MATERIAL PROVIDED —

***

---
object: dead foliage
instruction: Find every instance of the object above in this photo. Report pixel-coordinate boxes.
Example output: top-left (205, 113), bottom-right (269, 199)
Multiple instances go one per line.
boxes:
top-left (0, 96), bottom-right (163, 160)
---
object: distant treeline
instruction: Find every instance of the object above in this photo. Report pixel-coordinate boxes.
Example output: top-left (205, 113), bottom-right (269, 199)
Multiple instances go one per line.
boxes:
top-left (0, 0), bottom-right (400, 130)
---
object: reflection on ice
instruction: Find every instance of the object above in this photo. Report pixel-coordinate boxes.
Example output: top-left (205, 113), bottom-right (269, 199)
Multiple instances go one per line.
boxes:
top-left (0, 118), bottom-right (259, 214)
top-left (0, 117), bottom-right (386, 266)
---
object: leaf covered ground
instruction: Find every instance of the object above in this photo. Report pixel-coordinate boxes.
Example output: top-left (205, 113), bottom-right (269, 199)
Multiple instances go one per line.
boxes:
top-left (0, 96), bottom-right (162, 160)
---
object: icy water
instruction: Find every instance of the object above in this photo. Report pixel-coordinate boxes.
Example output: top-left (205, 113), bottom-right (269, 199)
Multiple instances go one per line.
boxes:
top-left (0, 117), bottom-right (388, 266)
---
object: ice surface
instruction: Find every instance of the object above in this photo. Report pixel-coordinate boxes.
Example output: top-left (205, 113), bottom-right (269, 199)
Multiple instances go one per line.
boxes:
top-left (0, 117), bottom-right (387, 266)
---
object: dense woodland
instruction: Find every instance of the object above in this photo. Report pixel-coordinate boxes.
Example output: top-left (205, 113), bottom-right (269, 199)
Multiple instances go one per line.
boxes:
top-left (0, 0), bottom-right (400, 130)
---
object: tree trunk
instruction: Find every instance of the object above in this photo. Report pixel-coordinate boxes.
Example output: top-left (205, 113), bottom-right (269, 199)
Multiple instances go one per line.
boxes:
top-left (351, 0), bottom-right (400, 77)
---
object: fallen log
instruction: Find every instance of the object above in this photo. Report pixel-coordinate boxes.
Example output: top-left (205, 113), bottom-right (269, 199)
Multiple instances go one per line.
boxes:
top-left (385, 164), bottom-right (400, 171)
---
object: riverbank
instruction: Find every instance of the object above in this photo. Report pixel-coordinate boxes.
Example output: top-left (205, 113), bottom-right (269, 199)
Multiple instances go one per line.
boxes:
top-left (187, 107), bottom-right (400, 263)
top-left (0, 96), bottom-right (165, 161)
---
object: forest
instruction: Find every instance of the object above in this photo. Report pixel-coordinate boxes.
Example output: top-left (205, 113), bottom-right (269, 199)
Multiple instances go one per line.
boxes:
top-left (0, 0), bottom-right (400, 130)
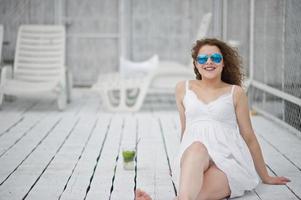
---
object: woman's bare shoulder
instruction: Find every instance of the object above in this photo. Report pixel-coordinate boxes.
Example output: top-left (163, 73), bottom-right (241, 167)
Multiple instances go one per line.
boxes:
top-left (176, 81), bottom-right (186, 99)
top-left (233, 85), bottom-right (248, 105)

***

Lay out the items, from the start of the items through the line containing "top-left (0, 117), bottom-right (386, 266)", as a two-column CSV with the headers input and output. Give one row per item, with its text and its answer each in a single quoted field and line breaks replaced by spaces.

EXERCISE RESULT —
input,output
"--- object: dead foliage instruction: Find every instance of the object above in this photo. Report pixel-coordinate boxes. Example output: top-left (205, 113), bottom-right (269, 199) Multiple instances go one per line. boxes:","top-left (0, 96), bottom-right (163, 160)"
"--- object: distant treeline instruction: Find every instance of the object above in this photo. Report pixel-coordinate boxes. Example output: top-left (205, 113), bottom-right (269, 199) Multiple instances go one per line. boxes:","top-left (0, 0), bottom-right (400, 130)"
"--- object: reflection on ice instruction: Find every instance of the object above in this photo. Report pixel-coordinate boxes. Example output: top-left (205, 113), bottom-right (269, 199) Multiple instances go one per line. boxes:","top-left (0, 118), bottom-right (259, 214) top-left (0, 117), bottom-right (386, 266)"